<<<<
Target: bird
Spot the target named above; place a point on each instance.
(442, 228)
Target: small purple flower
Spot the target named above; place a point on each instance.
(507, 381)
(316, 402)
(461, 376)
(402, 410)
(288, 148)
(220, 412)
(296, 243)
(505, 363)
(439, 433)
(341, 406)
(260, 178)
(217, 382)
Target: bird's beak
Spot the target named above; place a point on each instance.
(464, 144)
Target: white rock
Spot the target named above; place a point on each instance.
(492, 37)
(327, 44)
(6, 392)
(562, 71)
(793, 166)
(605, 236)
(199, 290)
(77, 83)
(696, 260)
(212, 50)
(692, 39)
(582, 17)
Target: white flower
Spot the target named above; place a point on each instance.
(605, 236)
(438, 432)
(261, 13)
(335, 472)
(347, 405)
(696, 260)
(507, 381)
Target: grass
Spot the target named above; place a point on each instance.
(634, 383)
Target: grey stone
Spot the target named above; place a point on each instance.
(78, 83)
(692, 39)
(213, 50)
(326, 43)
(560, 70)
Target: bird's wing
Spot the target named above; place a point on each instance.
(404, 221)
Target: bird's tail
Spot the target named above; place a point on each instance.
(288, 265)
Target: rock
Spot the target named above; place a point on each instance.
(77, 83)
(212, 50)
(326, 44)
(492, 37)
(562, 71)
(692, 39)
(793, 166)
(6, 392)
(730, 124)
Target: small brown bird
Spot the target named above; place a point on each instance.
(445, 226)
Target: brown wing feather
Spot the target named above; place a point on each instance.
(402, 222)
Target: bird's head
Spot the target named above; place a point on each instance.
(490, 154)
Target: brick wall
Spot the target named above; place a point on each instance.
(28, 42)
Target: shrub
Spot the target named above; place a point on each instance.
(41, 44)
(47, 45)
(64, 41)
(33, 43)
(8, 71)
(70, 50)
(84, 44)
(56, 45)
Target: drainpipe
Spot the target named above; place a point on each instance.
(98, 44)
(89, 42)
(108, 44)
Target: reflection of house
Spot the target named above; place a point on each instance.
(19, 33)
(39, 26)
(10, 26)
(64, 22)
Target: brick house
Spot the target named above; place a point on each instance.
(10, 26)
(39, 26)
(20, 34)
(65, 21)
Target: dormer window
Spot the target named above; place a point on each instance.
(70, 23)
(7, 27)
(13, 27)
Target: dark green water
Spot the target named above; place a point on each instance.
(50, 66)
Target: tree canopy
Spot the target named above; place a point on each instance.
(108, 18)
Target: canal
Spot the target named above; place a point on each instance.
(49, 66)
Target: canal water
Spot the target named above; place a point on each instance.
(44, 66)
>>>>
▸ **Exercise brief**
Copy every entry above line for line, with no changes to wording, order, or punctuation.

▸ **Written answer**
Target: bird
Spot the target named above; place a point on each instance.
(442, 228)
Target: small purple flower
Spot the target named above; place a point on each instance.
(507, 381)
(316, 402)
(461, 376)
(402, 410)
(288, 148)
(220, 412)
(296, 243)
(505, 363)
(439, 433)
(341, 406)
(260, 178)
(217, 382)
Target: bird's beak
Spot the target named above; place a point on each instance.
(464, 144)
Target: white rock
Spot the target named above; place a point on each instance.
(492, 37)
(327, 44)
(6, 392)
(562, 71)
(793, 166)
(605, 236)
(199, 290)
(77, 83)
(696, 260)
(212, 50)
(692, 39)
(582, 17)
Target: white flower
Spot the target named above; place a point on each instance.
(605, 236)
(438, 432)
(261, 13)
(335, 472)
(347, 405)
(696, 260)
(507, 381)
Target: grass
Spot the target named above; place a point on each instance.
(634, 383)
Target: grey stone
Spot the target named above; place a point on each instance.
(78, 83)
(692, 39)
(213, 50)
(326, 43)
(560, 70)
Target: bird's wing
Spot the target named above; place a point on each instance.
(404, 221)
Target: bird's tail
Spot the target named above; place a point on each instance.
(288, 265)
Target: rock
Spot the target named above; place a point on each instance.
(77, 83)
(212, 50)
(326, 44)
(492, 37)
(562, 71)
(692, 39)
(793, 166)
(6, 392)
(730, 124)
Target: small brown bird
Spot the target named above; place a point on each instance.
(445, 226)
Target: brown wing feather
Spot the target named above; place a point on each instance.
(402, 222)
Target: bird's head
Spot the target named above; place a point on each instance.
(490, 154)
Target: brick wall
Spot the target named above; place a point on each instance.
(28, 42)
Target: shrub
Spot the target named above; place a point on each instance.
(41, 44)
(47, 45)
(64, 41)
(33, 43)
(8, 71)
(70, 50)
(84, 44)
(56, 45)
Target: drainpipe
Spot the target named above; place a point on each instance.
(98, 44)
(89, 42)
(108, 44)
Target: reflection of house
Spot the target named above; place a point on each instance.
(19, 33)
(39, 26)
(10, 26)
(64, 22)
Target: brick house
Spot the target named above; place a point on each instance.
(10, 26)
(39, 26)
(20, 34)
(65, 21)
Target: dormer window
Spot the target named above; place a point on each instance.
(70, 23)
(7, 27)
(13, 27)
Target: dark green water
Spot the target named above; place a point on each instance.
(50, 66)
Target: tree canopy
Spot the target named above; place a point on each instance.
(108, 18)
Target: canal
Spot the target named above; place a point on each instance.
(49, 66)
Target: canal water
Spot the target named above; place a point on each instance.
(44, 66)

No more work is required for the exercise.